**SELECTION**:
Hoffman's startup, Rocketmiles, is built for everyone else obsessed with racking up miles. It lets travelers book hotel rooms and earn thousands of miles more than they ordinarily would. (Hoffman says a customer can earn as much as 3,000 to 4,000 miles per night.) And the Chicago startup is today announcing a $6.5 million funding round. Some of the money comes from Cambridge-based Atlas Venture, which also provided earlier funding for the company.
"We estimate there are about 25 million people around the world —goal-oriented, Type A people – who like to use points or miles," says Hoffman, who once ran United's Mileage Plus program. "They're often traveling for business, and they like to be a hero in their personal life, and spend the miles for trips with their partner or their family." The appeal for hotels that work with Rocketmiles is that, rather than publicizing steep discounts on their room rates online, they can use those bonus miles as a way to fill rooms that might otherwise sit empty.

**COLLECTED DATA**:
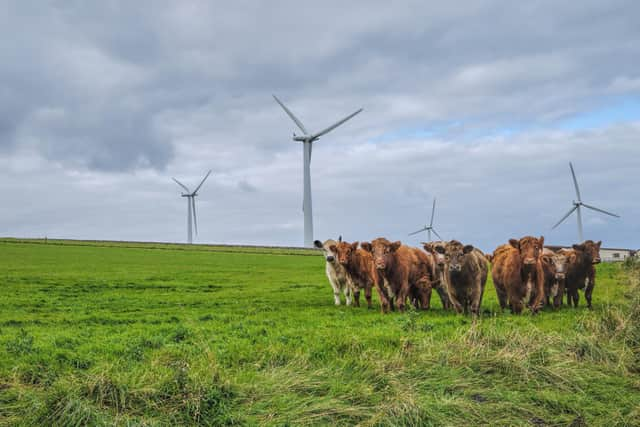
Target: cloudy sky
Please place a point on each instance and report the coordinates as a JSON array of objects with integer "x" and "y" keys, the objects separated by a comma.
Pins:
[{"x": 481, "y": 106}]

**PROBLEM DESCRIPTION**: In the passage on Rocketmiles, which loyalty program did Hoffman once run?

**ANSWER FOR THE TASK**: United's Mileage Plus program.